EXERCISE INPUT:
+-------+

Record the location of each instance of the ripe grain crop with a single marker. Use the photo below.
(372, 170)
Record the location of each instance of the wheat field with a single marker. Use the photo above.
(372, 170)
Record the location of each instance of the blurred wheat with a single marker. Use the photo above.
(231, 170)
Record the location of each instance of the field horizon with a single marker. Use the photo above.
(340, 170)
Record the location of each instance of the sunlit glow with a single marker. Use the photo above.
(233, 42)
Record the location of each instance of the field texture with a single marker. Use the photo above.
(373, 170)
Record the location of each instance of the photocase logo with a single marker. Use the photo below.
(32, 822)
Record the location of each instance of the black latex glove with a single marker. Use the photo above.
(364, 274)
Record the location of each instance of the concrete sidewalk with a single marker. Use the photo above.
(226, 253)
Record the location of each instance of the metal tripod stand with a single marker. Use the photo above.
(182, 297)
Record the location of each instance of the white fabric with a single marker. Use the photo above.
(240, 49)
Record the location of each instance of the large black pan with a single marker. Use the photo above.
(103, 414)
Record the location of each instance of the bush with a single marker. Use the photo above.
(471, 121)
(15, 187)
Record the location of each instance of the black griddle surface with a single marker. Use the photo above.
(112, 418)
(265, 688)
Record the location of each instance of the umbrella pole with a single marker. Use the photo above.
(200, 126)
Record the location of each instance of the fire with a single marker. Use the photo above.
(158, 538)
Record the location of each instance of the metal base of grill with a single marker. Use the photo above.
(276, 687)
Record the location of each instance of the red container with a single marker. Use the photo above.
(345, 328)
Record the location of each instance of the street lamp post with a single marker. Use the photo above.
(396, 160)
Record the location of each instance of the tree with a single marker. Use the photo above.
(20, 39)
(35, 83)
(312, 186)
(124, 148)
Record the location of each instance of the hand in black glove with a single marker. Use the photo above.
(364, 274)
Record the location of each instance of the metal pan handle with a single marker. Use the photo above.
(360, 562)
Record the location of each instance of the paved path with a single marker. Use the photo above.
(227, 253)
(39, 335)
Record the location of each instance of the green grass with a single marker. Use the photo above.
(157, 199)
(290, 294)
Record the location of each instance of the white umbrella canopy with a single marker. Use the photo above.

+-------+

PROBLEM REQUIREMENTS: Everything from the line containing "Record the location of each instance of the green" through the last line of the records must be given again exactly; leave out all other lines.

RESULT OF THE EXERCISE:
Record the location of each instance of the green grass with a single marker. Use the photo above.
(157, 199)
(290, 294)
Record the location of each instance of the white umbrella canopy with a single marker. Use the photo above.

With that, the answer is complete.